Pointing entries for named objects
#####

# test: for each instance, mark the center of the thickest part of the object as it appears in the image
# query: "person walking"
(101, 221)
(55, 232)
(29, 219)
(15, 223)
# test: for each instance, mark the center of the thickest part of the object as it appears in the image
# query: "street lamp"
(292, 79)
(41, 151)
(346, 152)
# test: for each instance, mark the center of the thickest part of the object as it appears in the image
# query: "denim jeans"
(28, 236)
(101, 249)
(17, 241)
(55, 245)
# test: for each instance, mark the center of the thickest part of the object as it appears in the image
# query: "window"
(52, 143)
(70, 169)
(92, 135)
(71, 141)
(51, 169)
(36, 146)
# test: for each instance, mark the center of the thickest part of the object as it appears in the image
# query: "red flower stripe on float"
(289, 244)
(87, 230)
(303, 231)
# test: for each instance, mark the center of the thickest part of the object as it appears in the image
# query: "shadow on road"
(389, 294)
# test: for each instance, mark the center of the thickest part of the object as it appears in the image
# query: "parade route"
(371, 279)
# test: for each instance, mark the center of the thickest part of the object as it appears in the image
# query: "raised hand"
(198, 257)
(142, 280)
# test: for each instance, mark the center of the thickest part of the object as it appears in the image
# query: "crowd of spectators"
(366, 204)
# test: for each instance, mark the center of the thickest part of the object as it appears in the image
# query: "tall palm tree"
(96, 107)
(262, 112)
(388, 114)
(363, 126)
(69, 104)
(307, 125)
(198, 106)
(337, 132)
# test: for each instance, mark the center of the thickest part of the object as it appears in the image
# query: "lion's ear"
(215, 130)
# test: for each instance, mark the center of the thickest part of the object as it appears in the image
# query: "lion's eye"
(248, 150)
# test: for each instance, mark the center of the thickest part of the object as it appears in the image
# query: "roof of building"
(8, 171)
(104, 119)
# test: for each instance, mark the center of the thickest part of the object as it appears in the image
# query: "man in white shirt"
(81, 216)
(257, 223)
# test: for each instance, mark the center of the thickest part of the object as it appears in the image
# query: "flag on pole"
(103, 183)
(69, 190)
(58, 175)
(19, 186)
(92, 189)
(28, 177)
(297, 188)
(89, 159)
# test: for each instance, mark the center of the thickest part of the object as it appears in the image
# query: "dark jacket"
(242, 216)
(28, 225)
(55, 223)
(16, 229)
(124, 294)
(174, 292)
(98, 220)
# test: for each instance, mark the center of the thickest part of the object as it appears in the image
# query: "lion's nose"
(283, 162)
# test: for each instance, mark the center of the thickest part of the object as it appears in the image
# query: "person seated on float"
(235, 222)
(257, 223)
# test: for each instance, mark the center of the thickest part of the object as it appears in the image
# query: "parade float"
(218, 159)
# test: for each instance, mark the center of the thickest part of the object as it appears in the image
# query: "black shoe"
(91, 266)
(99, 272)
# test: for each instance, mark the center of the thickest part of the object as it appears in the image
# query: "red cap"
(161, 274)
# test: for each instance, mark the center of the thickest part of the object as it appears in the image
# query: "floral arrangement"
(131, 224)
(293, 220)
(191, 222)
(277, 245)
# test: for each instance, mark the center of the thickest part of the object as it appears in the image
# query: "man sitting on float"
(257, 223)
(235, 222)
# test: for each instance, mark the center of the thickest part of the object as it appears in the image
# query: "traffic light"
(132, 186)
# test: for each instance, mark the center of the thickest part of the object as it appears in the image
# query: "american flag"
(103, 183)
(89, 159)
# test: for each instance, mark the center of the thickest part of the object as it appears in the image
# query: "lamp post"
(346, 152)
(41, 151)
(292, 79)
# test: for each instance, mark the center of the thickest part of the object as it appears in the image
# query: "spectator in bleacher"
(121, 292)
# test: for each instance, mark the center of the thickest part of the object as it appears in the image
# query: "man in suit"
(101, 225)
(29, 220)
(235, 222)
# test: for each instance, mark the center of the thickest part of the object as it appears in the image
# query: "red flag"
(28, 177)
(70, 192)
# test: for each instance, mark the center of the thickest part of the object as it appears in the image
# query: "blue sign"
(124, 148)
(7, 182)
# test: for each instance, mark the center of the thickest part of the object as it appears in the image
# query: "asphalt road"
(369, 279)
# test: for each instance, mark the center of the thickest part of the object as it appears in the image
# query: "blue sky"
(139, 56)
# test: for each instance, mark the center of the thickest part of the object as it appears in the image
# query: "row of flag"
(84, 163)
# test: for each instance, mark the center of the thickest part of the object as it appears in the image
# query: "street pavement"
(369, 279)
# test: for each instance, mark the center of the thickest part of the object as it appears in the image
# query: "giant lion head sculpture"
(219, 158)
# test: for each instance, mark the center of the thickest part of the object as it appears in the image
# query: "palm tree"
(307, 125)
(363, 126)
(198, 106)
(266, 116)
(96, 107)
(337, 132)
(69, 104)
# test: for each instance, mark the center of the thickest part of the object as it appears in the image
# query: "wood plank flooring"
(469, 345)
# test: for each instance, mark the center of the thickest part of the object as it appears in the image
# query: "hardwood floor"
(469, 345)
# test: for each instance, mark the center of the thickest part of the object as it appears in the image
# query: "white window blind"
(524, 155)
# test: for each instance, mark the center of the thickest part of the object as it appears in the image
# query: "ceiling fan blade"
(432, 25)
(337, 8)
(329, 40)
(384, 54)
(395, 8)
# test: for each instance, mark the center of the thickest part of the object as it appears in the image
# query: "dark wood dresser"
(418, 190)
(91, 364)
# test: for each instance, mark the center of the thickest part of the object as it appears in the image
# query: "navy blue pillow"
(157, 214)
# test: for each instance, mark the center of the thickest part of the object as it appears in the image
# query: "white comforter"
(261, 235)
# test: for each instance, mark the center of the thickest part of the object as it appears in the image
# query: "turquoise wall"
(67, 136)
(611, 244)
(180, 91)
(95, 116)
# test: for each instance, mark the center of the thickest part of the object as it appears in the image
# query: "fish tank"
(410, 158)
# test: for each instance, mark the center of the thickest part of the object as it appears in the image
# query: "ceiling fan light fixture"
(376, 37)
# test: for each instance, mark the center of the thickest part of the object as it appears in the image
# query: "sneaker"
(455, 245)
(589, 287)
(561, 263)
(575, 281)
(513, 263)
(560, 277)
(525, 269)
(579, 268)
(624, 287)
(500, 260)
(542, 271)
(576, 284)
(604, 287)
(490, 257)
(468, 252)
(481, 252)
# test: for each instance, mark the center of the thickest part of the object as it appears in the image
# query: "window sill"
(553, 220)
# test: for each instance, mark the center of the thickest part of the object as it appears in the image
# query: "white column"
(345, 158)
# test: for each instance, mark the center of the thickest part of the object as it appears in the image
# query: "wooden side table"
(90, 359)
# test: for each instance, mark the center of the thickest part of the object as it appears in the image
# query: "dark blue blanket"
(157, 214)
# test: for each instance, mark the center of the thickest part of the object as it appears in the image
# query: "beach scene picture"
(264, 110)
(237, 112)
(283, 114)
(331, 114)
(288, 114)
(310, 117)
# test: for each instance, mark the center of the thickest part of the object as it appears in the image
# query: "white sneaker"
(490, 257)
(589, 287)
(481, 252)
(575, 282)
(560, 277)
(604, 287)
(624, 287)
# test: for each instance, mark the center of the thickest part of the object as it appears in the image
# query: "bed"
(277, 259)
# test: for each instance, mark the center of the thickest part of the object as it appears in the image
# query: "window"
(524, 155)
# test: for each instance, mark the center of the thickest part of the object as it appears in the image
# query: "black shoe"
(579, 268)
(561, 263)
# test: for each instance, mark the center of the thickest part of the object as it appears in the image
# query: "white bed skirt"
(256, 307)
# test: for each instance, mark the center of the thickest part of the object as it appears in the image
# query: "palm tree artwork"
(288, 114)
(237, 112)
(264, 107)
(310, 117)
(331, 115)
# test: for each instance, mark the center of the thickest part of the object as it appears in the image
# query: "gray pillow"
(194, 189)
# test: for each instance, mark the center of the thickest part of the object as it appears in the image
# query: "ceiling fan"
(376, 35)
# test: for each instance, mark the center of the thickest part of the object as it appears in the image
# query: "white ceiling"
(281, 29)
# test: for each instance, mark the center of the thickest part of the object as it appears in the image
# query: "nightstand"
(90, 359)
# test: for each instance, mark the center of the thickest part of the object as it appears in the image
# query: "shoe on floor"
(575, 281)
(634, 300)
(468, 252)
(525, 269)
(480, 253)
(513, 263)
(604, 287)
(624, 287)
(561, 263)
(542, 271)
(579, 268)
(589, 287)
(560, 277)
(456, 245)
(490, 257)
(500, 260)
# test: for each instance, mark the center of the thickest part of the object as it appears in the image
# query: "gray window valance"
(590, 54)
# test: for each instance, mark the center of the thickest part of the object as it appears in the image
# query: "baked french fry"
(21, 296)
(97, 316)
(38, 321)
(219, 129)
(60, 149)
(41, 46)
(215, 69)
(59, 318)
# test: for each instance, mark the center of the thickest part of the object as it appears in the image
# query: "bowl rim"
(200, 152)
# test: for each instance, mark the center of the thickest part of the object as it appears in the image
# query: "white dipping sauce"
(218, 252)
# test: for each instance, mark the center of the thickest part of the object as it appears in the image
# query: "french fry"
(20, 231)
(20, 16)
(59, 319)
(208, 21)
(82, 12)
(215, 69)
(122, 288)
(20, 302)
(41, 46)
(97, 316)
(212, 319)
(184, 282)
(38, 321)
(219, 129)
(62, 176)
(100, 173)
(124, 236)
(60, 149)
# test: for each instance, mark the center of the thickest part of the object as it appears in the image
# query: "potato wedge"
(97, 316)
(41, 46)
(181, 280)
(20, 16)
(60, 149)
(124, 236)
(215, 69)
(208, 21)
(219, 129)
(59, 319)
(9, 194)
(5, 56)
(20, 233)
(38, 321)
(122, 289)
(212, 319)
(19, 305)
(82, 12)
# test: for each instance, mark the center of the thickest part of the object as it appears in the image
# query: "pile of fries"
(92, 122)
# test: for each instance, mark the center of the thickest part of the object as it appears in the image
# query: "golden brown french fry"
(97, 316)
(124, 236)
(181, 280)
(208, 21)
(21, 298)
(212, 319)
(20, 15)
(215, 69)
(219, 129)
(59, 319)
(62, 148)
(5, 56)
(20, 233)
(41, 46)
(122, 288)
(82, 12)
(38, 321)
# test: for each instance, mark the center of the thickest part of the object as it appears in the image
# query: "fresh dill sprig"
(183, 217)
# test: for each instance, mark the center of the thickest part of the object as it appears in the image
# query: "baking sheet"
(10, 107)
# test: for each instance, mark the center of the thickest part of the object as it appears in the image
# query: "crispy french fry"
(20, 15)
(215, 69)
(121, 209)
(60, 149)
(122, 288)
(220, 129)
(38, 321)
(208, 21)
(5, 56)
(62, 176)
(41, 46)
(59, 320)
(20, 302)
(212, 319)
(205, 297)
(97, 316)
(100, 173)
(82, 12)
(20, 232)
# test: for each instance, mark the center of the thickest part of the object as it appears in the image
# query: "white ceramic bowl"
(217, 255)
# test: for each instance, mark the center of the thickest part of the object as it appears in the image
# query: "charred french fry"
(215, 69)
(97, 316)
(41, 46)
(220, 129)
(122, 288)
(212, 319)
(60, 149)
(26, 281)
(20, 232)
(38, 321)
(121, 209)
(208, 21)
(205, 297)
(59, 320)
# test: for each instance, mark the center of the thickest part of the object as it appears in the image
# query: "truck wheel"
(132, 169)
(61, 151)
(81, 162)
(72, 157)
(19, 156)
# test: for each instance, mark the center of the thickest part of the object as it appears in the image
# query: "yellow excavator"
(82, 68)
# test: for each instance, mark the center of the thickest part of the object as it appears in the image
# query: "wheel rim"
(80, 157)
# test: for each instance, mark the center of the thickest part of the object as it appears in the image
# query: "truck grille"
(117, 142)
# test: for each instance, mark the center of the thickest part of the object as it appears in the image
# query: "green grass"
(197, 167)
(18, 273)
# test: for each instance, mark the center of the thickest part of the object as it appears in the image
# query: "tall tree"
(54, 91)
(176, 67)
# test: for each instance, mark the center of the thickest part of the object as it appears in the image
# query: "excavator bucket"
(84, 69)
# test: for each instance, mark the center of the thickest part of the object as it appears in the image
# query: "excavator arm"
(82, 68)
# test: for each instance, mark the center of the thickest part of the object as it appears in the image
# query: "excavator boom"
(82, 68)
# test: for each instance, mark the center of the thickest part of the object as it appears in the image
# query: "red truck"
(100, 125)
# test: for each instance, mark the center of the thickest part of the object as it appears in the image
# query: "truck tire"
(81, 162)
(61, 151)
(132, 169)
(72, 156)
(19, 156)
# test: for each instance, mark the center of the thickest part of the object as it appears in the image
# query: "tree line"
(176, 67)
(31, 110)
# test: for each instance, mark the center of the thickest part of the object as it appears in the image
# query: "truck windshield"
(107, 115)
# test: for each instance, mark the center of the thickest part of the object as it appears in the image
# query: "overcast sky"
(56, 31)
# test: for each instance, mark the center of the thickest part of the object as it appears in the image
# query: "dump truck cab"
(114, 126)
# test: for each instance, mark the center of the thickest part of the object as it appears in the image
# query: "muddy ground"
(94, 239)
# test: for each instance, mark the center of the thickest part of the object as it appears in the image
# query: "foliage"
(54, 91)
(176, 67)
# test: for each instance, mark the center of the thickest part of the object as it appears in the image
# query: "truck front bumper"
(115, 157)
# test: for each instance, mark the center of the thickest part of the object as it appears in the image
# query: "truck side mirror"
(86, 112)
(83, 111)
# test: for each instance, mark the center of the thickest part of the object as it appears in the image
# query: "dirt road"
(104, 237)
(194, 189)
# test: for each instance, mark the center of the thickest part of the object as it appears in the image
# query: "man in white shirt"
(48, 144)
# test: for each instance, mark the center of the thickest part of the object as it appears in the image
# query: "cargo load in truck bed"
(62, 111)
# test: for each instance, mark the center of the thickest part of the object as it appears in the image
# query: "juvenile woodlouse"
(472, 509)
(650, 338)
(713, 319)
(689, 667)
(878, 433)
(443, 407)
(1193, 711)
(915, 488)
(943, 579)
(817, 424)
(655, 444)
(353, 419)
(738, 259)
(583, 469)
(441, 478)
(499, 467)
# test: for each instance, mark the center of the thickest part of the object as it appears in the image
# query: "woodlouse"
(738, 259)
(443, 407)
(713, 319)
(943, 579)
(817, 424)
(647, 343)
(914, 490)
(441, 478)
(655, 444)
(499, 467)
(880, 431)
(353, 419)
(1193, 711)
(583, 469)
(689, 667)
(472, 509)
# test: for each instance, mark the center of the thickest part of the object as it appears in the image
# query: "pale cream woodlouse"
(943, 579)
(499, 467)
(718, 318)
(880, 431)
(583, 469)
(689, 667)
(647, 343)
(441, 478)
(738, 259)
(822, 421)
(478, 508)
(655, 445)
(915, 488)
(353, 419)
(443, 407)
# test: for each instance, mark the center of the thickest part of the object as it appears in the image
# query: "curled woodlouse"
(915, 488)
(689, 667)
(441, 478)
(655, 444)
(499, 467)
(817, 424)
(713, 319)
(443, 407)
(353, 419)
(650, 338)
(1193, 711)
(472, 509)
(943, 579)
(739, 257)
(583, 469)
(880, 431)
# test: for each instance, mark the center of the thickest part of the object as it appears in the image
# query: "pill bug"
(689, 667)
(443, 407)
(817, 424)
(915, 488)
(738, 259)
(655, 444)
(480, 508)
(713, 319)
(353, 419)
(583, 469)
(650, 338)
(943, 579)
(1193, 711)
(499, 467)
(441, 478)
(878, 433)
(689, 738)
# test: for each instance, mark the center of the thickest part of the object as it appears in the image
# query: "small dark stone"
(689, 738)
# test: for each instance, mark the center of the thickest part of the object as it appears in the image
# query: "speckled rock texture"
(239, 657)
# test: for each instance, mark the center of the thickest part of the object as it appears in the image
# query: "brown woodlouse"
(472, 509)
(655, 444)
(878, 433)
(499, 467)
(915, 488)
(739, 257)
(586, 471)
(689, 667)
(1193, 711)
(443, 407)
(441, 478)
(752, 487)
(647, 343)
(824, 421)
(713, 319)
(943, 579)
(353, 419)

#####

Pick out each line of the material above that contains the word "woodlouse".

▶ _Worked answer_:
# query: "juvenile woodlouse"
# query: "woodlouse"
# query: "pale cream woodlouse"
# query: "curled woodlouse"
# query: "brown woodlouse"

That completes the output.